*GIVEN DATA*
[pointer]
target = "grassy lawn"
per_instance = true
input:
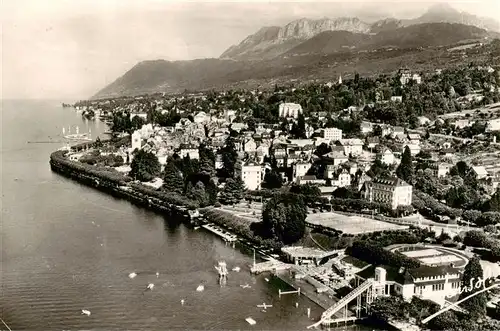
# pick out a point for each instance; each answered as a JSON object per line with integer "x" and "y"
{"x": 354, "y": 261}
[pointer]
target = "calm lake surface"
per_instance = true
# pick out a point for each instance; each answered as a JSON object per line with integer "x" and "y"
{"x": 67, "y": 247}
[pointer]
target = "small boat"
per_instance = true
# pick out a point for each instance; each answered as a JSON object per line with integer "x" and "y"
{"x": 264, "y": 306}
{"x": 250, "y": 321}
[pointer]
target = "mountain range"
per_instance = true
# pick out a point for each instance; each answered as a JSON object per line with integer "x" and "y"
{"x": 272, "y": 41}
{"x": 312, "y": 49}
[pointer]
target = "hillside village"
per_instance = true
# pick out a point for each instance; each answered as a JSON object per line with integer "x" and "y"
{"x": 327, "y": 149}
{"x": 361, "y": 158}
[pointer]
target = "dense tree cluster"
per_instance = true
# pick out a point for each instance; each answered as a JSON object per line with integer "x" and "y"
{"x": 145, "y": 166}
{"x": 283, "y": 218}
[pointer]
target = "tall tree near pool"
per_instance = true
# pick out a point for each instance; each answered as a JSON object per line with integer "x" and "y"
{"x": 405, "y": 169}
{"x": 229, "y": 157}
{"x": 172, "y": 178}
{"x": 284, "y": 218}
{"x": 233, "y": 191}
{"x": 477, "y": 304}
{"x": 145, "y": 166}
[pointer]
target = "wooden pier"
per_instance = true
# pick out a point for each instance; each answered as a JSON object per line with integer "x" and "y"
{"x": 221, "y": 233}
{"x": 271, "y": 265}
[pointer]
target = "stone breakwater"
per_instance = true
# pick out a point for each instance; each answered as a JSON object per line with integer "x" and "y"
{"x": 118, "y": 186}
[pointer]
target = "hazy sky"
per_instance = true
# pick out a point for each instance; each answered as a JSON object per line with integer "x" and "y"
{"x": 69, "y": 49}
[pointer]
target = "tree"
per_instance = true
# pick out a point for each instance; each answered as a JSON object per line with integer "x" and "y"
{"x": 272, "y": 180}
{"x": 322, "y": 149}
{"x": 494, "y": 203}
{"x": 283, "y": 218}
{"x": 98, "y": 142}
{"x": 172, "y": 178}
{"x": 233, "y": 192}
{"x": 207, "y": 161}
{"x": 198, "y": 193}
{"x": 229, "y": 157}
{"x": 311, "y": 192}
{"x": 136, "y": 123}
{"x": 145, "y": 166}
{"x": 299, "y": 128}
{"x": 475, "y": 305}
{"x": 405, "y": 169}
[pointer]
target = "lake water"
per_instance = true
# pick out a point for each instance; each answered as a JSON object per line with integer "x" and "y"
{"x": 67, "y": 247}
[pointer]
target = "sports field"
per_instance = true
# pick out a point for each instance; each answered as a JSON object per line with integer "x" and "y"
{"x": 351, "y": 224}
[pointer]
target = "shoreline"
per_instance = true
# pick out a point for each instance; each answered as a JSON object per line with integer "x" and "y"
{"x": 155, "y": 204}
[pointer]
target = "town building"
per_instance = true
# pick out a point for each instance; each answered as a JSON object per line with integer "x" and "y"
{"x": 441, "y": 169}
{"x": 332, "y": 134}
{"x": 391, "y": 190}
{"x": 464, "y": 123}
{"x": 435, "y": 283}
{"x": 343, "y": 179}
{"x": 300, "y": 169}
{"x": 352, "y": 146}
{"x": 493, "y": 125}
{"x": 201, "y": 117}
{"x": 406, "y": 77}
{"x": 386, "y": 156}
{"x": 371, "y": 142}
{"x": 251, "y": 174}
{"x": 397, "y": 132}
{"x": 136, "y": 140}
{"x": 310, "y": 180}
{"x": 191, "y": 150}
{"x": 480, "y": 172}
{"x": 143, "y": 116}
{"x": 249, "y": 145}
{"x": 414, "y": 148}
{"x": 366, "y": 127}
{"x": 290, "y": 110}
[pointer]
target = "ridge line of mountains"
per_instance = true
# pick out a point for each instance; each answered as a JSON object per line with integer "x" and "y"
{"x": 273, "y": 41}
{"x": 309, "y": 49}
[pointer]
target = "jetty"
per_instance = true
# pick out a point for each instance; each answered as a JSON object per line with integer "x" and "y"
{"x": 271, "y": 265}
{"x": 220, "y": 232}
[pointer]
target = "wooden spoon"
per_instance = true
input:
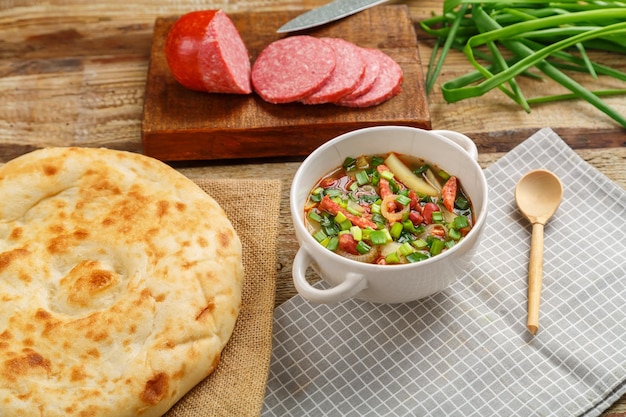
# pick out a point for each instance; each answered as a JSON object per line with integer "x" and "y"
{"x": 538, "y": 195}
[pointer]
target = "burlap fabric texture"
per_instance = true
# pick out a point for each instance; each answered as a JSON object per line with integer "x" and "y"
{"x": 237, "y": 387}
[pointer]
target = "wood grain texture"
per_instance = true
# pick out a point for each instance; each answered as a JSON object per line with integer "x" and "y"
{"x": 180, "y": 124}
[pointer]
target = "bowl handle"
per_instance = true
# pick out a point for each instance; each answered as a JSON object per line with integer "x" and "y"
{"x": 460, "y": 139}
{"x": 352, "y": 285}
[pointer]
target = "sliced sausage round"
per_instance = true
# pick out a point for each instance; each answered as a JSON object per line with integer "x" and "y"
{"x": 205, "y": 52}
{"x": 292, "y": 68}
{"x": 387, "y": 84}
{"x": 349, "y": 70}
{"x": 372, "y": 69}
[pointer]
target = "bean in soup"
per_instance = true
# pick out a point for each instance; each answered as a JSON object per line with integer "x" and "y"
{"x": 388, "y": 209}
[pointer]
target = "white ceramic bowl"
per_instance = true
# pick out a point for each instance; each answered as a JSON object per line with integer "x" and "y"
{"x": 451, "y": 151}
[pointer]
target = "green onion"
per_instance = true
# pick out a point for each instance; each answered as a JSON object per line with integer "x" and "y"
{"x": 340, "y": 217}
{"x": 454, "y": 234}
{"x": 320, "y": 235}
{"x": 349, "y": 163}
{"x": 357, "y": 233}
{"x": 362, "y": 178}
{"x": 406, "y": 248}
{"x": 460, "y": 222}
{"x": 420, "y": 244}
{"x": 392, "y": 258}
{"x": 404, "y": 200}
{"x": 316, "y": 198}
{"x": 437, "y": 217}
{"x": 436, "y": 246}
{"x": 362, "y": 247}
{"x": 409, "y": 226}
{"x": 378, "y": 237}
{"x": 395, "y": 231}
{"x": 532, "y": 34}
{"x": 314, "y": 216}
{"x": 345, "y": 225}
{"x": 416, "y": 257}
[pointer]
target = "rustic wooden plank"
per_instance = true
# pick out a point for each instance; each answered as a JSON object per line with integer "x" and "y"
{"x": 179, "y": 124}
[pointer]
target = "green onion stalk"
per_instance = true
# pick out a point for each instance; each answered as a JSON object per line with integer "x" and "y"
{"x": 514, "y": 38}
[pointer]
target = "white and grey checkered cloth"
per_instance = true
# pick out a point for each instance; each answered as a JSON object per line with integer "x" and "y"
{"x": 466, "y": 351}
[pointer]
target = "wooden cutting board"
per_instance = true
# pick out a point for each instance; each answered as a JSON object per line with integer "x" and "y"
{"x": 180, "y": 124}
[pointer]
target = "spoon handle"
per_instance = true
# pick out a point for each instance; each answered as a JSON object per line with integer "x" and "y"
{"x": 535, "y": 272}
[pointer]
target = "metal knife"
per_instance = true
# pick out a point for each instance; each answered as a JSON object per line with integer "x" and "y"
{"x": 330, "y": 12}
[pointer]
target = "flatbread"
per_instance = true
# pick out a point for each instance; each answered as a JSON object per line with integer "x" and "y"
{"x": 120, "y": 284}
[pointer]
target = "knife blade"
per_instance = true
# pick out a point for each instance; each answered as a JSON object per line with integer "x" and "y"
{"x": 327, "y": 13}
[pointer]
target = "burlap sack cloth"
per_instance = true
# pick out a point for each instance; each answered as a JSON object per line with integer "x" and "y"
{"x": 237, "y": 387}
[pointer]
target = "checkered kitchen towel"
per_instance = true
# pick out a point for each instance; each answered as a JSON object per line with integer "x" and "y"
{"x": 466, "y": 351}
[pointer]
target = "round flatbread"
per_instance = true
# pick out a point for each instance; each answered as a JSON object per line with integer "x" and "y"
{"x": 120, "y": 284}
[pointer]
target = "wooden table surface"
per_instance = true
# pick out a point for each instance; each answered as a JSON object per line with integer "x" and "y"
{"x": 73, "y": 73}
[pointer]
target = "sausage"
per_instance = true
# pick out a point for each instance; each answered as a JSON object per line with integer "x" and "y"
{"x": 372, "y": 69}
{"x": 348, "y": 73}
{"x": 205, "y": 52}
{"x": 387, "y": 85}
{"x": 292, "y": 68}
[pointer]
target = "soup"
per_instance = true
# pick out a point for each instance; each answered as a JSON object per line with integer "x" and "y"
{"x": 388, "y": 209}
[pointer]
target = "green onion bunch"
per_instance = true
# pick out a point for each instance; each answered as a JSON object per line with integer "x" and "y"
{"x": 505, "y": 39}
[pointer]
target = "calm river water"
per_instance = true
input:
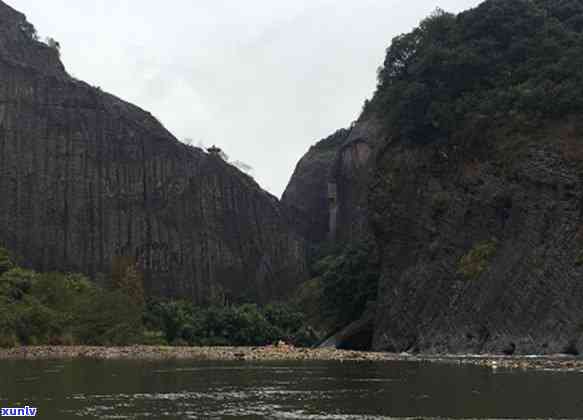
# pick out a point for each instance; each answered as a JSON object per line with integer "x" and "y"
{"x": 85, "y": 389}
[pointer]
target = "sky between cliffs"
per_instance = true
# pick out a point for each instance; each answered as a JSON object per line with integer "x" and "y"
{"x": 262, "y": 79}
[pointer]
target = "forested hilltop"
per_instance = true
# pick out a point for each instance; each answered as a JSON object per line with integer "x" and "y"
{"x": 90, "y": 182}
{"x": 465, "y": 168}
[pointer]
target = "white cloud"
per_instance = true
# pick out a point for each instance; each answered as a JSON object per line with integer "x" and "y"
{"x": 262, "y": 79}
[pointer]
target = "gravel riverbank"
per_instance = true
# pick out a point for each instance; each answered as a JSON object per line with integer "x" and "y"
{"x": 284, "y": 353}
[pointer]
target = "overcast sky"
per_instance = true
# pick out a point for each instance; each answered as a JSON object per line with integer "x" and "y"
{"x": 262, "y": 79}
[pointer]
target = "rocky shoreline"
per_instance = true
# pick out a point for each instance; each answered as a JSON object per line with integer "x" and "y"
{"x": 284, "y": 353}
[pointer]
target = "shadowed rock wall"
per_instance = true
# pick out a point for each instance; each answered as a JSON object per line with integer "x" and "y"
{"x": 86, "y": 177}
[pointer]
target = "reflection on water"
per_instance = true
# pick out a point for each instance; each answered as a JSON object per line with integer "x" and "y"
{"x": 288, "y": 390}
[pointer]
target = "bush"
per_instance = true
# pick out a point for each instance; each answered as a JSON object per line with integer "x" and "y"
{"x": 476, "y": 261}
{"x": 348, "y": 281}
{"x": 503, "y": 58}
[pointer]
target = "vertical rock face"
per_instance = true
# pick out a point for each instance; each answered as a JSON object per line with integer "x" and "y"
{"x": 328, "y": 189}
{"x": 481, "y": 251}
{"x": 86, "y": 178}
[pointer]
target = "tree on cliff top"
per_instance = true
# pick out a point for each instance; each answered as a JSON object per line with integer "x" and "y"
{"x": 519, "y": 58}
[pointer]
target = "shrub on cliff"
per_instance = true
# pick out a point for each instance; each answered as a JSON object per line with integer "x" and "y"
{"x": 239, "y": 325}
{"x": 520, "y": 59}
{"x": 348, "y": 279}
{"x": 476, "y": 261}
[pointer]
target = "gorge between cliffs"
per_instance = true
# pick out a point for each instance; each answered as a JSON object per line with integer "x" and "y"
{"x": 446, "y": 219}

*REQUIRED ACTION*
Where does the string "white" appear in the records above? Show every line that holds it.

*OUTPUT OF THE EXERCISE*
target = "white ceramic bowl"
target = "white and grey checkered cloth"
target = "white cloud"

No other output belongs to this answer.